**What the task requires:** Your task is to transcribe the entries below exactly, beginning with the line containing "green grass lawn?" and ending with the final line, and to add nothing else.

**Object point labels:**
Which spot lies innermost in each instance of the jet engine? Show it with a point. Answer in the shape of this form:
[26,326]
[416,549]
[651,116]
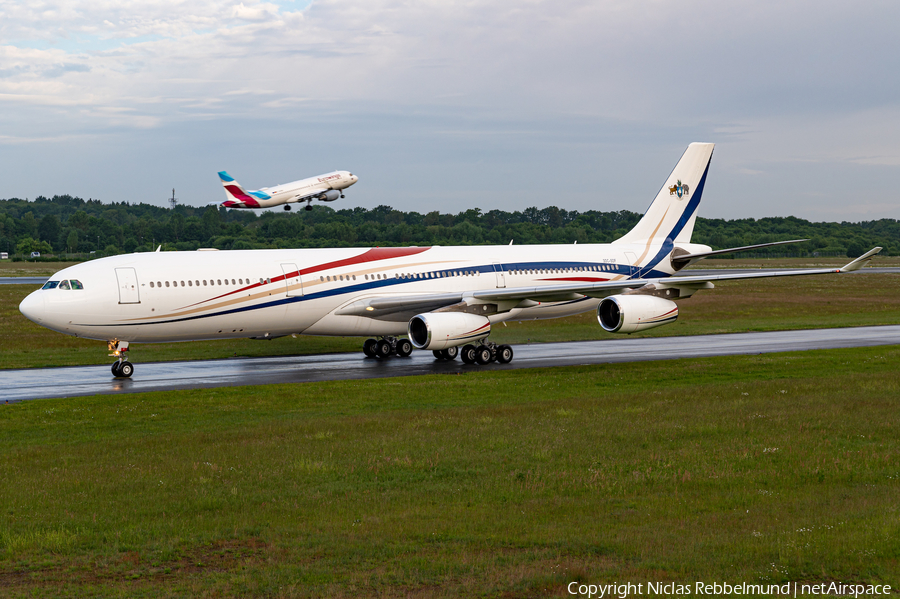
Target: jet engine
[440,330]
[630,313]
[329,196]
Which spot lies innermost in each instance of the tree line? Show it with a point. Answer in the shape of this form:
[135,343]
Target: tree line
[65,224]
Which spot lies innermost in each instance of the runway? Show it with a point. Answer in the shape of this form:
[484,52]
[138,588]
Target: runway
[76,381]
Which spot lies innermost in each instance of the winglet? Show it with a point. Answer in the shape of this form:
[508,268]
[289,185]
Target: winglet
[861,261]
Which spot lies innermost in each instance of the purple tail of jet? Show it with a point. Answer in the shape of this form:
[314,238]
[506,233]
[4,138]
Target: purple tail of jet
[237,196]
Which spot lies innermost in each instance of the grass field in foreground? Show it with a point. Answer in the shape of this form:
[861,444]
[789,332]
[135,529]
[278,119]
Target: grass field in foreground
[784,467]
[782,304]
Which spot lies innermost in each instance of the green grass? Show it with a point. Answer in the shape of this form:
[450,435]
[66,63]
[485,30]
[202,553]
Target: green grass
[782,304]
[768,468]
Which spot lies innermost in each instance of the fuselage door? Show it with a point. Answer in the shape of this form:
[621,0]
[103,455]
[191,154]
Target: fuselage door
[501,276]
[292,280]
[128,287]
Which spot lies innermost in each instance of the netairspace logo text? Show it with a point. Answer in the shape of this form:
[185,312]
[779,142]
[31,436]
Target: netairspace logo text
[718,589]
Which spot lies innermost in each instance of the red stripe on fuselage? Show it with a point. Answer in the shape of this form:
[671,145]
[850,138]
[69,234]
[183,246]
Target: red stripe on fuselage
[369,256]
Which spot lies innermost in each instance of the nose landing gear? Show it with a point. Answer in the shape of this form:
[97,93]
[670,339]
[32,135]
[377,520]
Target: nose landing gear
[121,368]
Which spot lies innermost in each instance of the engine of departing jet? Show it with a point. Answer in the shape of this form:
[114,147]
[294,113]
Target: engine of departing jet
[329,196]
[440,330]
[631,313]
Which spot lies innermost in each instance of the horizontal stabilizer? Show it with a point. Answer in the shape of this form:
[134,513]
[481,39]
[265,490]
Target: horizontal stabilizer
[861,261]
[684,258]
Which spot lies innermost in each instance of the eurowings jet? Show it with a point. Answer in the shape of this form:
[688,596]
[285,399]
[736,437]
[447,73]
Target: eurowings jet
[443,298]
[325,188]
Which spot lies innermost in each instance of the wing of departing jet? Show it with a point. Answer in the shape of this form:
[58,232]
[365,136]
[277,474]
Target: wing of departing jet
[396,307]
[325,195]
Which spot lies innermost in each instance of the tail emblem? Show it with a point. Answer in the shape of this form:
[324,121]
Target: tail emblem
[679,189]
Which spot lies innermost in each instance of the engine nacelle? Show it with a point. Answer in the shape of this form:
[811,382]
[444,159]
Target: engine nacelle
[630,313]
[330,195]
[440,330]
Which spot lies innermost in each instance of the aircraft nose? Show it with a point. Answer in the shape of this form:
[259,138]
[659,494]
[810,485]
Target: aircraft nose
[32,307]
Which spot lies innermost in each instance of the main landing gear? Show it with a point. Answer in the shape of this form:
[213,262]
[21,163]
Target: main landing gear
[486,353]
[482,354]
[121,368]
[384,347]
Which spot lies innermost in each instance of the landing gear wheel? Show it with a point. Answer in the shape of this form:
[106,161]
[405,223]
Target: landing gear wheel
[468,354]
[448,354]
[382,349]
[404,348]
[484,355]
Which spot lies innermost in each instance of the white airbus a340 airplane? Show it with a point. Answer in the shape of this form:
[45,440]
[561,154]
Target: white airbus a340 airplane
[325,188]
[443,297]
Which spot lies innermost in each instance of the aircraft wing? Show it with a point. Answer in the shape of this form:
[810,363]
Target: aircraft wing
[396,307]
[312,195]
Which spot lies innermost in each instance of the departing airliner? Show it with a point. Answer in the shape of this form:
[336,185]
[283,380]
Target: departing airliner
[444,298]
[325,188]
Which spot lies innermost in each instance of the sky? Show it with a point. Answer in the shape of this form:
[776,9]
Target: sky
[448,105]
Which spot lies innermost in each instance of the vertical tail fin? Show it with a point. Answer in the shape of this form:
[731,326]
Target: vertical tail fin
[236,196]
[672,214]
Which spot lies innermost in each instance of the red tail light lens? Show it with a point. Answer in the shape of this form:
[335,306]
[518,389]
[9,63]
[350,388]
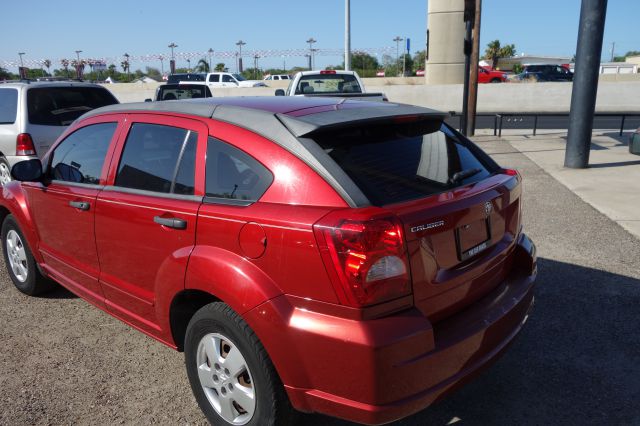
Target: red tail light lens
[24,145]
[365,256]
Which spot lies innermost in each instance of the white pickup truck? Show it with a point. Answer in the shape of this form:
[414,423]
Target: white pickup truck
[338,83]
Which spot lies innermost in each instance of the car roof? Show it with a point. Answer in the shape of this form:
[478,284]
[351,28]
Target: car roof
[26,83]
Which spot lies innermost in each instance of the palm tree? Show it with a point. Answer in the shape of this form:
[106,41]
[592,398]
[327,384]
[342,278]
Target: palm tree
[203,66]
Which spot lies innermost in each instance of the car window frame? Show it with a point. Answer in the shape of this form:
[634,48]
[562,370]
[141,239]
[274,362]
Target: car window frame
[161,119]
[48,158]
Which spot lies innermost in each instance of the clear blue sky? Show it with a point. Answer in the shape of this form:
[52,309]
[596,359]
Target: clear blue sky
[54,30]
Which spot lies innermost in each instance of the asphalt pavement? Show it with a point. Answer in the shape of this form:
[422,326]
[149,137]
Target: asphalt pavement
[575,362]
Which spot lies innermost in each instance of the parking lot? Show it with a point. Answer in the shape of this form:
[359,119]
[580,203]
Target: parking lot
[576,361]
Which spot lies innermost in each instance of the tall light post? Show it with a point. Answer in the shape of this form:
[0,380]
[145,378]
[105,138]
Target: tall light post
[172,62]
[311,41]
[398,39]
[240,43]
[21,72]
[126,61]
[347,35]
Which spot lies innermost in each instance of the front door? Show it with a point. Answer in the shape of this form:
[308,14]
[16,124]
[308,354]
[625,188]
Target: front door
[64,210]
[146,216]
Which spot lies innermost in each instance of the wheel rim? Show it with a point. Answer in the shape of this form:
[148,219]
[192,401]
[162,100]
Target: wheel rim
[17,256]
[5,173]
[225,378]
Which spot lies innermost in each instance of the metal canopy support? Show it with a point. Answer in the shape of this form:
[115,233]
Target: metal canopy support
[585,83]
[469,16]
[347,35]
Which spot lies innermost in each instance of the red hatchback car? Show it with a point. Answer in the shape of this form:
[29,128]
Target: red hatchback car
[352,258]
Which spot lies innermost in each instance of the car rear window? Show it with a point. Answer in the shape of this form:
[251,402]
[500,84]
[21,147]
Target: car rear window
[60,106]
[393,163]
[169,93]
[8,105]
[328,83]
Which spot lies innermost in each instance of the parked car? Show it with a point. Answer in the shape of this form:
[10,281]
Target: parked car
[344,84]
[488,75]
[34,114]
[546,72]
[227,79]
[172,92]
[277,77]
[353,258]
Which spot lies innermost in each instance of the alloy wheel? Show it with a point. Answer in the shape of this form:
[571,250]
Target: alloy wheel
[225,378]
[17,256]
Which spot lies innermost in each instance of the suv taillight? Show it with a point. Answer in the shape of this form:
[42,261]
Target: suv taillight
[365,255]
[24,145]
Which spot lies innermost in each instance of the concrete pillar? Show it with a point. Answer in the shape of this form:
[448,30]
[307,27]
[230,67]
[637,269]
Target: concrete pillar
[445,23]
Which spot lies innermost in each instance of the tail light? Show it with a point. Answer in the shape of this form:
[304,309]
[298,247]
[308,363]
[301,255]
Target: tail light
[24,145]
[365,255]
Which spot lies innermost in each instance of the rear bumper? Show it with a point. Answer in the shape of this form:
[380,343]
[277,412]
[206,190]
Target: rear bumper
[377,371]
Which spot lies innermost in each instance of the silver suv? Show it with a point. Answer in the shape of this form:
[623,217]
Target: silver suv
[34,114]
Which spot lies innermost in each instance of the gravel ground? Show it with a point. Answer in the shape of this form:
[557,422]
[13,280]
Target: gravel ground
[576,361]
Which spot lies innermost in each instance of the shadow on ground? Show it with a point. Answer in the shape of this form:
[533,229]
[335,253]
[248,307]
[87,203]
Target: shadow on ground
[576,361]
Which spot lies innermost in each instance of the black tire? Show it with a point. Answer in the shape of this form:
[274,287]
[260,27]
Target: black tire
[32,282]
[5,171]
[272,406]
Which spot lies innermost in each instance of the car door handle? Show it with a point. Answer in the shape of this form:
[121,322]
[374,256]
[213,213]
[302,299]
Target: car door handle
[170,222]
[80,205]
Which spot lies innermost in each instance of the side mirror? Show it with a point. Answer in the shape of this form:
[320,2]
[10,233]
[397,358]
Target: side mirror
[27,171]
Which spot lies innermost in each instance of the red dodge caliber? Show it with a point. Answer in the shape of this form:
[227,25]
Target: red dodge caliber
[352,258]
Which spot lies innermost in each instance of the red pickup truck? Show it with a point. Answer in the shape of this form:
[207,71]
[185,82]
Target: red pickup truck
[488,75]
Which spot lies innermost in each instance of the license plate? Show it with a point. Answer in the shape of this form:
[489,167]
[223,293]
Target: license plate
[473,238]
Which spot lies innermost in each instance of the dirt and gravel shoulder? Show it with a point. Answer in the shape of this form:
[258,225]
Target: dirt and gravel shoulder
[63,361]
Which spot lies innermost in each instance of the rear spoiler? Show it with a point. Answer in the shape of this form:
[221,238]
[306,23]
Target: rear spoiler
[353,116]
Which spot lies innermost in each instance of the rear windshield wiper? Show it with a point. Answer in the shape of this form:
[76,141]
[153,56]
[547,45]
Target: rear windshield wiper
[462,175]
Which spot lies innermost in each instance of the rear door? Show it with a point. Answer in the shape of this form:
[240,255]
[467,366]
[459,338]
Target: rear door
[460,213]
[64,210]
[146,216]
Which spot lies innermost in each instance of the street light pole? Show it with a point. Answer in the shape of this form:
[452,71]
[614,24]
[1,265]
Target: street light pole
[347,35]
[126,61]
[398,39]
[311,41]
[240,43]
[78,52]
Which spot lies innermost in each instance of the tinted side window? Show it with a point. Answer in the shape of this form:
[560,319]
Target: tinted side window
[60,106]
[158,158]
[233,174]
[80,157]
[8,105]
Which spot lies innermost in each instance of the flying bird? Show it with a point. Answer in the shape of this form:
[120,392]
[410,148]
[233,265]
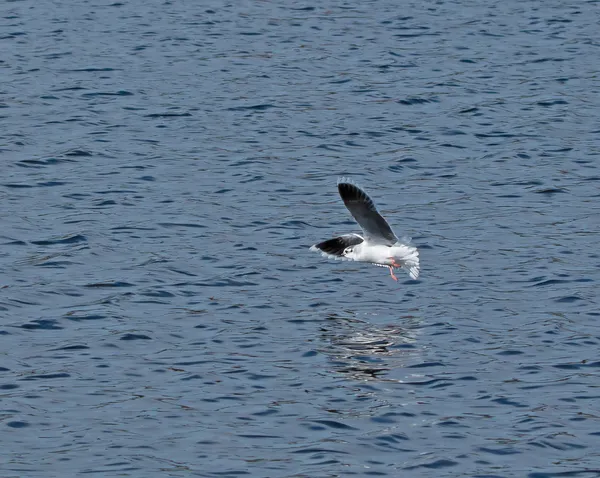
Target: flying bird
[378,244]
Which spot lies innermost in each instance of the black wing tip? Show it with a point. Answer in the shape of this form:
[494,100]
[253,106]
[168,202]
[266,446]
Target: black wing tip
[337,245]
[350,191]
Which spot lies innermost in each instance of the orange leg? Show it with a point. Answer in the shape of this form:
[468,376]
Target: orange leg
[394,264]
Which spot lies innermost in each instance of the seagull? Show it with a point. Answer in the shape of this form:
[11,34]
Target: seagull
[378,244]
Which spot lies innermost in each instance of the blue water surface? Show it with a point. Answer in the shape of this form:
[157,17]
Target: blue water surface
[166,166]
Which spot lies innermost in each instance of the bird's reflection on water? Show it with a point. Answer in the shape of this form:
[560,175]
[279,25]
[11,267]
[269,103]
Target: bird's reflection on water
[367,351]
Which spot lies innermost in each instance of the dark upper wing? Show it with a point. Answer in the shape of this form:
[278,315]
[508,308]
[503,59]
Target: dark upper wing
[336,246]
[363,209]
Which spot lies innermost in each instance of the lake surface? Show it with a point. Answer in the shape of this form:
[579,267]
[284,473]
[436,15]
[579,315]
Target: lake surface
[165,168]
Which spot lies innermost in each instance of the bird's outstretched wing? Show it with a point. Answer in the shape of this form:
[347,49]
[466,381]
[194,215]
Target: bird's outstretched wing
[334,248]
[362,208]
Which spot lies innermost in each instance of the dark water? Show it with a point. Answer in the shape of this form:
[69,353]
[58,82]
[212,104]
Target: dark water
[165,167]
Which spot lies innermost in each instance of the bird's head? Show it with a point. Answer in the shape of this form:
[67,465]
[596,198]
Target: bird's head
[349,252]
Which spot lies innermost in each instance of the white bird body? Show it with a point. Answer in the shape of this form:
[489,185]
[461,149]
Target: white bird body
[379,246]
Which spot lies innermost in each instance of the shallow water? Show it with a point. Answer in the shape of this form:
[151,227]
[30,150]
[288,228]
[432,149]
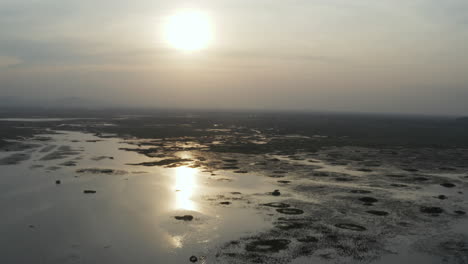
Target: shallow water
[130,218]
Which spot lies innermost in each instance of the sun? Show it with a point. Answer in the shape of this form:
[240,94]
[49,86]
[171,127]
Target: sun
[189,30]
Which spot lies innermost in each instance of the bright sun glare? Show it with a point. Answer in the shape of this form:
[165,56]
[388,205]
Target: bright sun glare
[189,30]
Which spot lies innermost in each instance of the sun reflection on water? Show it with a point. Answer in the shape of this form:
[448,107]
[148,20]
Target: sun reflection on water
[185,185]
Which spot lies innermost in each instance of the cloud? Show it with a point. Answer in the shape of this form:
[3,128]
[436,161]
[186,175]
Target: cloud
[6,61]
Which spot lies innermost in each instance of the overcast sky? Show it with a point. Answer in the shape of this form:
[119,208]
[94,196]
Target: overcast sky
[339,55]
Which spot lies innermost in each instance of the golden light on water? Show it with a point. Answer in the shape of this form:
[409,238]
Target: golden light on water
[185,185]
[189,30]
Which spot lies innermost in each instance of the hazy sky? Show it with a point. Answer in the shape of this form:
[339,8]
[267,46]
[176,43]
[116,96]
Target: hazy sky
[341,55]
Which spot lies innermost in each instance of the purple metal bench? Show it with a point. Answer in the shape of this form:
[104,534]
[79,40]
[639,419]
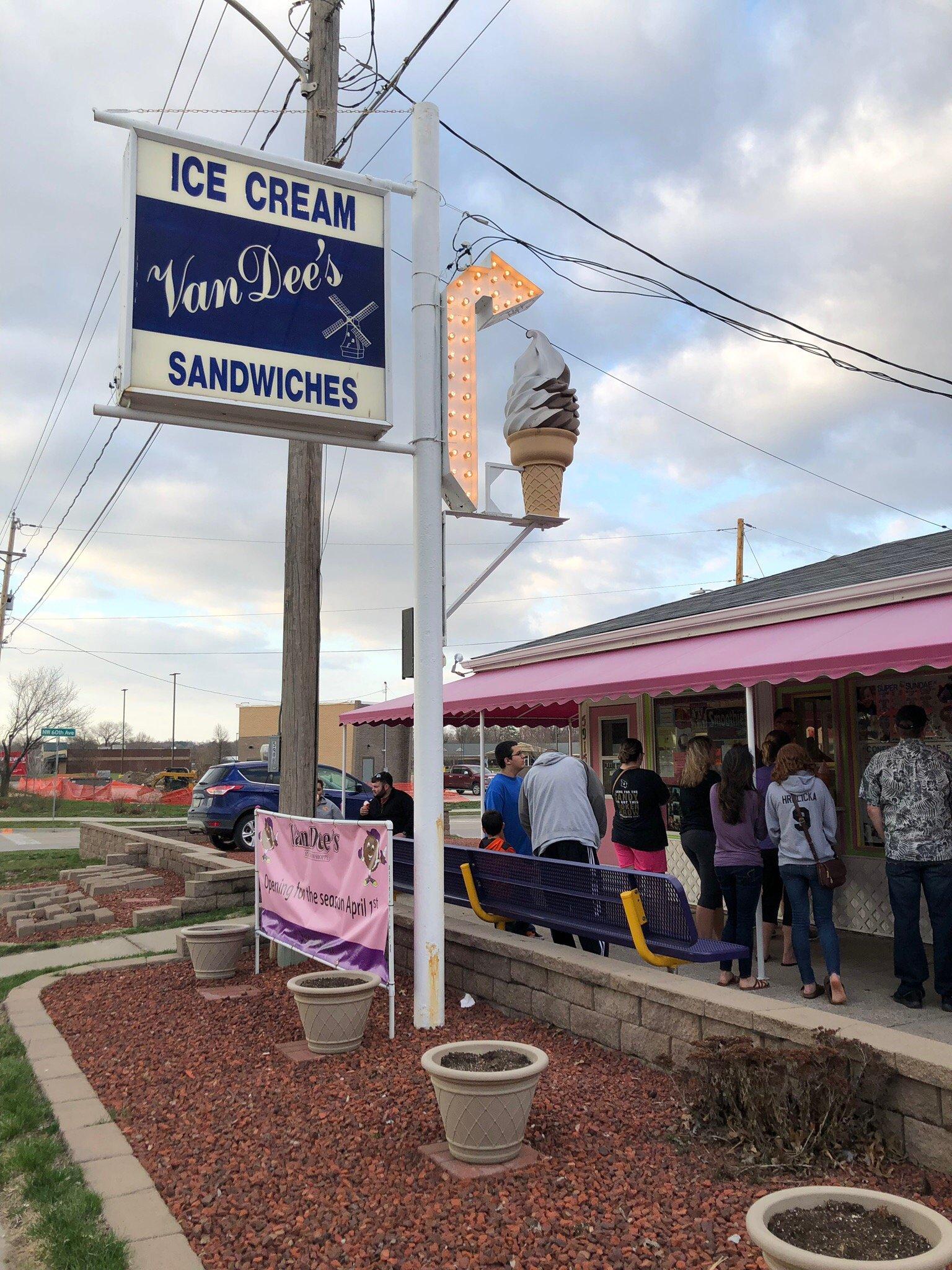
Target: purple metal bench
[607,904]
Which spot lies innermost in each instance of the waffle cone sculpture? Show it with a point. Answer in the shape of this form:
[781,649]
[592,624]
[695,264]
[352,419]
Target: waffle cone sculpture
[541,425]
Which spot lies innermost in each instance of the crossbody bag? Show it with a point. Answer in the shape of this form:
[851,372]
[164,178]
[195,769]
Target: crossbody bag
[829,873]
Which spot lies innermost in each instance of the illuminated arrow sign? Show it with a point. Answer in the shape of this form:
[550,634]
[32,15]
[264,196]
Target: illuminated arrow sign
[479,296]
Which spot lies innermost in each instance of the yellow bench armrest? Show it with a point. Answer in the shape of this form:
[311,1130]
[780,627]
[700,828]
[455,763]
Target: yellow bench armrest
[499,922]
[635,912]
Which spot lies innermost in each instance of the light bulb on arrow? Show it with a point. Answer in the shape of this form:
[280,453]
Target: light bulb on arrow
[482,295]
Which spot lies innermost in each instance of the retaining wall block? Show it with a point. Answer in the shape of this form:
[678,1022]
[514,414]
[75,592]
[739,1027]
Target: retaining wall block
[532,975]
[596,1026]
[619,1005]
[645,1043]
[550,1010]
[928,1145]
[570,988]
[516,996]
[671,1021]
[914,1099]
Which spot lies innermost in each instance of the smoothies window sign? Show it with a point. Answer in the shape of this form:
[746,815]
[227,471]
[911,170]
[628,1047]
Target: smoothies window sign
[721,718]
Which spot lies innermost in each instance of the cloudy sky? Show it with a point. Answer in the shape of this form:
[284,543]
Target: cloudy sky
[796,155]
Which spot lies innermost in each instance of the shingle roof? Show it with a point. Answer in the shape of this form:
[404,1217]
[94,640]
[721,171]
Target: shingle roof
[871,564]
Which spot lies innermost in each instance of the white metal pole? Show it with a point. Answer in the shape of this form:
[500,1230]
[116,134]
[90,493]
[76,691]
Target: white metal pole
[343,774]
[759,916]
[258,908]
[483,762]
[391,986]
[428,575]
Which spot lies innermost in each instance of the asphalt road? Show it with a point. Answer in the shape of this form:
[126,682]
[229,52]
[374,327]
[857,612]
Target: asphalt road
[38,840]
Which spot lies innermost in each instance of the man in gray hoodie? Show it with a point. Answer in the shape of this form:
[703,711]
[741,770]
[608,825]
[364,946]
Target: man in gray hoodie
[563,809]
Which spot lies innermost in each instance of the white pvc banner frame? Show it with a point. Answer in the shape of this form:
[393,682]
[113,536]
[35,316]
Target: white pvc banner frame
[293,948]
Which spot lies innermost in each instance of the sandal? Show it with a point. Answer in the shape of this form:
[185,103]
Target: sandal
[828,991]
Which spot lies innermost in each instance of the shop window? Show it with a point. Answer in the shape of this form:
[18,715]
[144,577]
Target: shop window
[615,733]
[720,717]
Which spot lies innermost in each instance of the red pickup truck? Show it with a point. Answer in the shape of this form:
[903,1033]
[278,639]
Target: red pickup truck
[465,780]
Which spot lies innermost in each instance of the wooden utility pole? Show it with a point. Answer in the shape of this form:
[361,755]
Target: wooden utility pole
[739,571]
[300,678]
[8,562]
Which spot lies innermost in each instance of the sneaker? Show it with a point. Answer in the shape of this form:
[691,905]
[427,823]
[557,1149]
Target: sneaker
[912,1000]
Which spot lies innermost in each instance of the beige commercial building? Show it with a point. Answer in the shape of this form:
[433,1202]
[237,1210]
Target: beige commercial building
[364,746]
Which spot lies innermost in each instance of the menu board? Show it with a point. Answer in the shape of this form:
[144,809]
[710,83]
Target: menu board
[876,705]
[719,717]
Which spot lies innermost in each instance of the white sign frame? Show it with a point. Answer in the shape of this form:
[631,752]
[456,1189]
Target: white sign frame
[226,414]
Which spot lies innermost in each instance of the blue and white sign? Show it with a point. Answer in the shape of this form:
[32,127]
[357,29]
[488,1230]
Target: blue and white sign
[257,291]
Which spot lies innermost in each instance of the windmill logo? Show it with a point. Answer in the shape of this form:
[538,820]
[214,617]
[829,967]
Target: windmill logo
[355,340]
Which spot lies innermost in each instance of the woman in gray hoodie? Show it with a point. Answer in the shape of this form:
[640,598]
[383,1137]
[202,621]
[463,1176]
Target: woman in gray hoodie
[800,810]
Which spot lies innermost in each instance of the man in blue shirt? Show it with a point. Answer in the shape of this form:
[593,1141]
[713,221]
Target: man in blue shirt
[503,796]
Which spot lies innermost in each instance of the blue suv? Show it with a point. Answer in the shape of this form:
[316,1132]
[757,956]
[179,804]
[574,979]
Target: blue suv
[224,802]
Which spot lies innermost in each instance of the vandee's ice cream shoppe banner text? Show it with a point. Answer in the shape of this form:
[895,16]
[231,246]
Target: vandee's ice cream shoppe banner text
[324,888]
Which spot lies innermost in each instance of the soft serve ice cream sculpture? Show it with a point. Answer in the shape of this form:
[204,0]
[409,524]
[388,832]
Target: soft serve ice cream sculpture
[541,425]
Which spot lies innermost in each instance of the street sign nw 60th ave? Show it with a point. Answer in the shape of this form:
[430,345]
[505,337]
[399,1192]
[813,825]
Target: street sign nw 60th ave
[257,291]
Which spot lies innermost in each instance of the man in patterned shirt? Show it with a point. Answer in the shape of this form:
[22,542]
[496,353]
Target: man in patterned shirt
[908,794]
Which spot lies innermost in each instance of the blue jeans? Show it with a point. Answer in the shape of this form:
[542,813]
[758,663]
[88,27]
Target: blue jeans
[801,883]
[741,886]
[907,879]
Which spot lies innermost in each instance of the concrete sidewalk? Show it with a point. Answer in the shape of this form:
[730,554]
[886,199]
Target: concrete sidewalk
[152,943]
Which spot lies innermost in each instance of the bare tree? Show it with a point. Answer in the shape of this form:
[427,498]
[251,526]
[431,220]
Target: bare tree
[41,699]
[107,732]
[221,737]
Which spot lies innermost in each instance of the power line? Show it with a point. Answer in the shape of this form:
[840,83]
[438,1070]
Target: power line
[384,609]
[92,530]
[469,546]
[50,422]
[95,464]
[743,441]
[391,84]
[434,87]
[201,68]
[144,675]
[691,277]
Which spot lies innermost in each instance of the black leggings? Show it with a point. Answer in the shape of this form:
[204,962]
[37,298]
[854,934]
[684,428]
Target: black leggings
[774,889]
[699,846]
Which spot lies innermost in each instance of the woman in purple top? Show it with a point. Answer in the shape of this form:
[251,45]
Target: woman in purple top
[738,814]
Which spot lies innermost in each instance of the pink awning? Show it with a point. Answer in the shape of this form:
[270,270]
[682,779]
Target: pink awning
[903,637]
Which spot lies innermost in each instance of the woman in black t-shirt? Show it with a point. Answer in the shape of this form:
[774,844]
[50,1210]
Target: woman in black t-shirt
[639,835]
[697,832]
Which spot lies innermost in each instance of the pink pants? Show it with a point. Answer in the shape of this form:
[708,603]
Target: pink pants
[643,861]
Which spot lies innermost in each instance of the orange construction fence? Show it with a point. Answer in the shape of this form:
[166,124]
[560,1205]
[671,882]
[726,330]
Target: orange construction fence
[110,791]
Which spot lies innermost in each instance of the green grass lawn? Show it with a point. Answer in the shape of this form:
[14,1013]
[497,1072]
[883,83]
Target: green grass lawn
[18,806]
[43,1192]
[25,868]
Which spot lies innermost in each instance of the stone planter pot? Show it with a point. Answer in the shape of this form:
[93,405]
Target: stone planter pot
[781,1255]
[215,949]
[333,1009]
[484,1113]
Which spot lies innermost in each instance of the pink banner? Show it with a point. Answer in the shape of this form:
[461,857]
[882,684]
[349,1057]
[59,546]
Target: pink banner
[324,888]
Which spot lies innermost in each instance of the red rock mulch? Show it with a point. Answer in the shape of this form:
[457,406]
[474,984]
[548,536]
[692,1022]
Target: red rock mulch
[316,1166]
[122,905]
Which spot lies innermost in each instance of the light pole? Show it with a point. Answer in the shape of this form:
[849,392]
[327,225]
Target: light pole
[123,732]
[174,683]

**Problem solution:**
Which spot lies innermost in each instance of the green grass lawn? Show it with a point. Answer in the shape of this form:
[14,1013]
[497,1072]
[883,83]
Target: green grass lawn
[18,806]
[43,1192]
[25,868]
Which spot lies innermost in each instance of the stone planter pot? Show it with a point. Answer in the shape of this form:
[93,405]
Target: stone planter pot
[781,1255]
[215,949]
[333,1009]
[484,1113]
Which spot lies innermost in each instance of the pink banner? Show it with a point. Answer in the shape of this form:
[461,857]
[882,684]
[349,1057]
[59,546]
Target: pink banner
[324,888]
Which spot lies innermost in each instance of the red rock mulch? Show it with a point. Answer in the shape of this form:
[457,406]
[474,984]
[548,536]
[692,1022]
Target: red rock mulch
[316,1166]
[122,905]
Which spot lies innermost in each instance of the light pole? Show it with a point. Answer in the shape of this form:
[849,392]
[327,225]
Target: light pole
[123,732]
[174,683]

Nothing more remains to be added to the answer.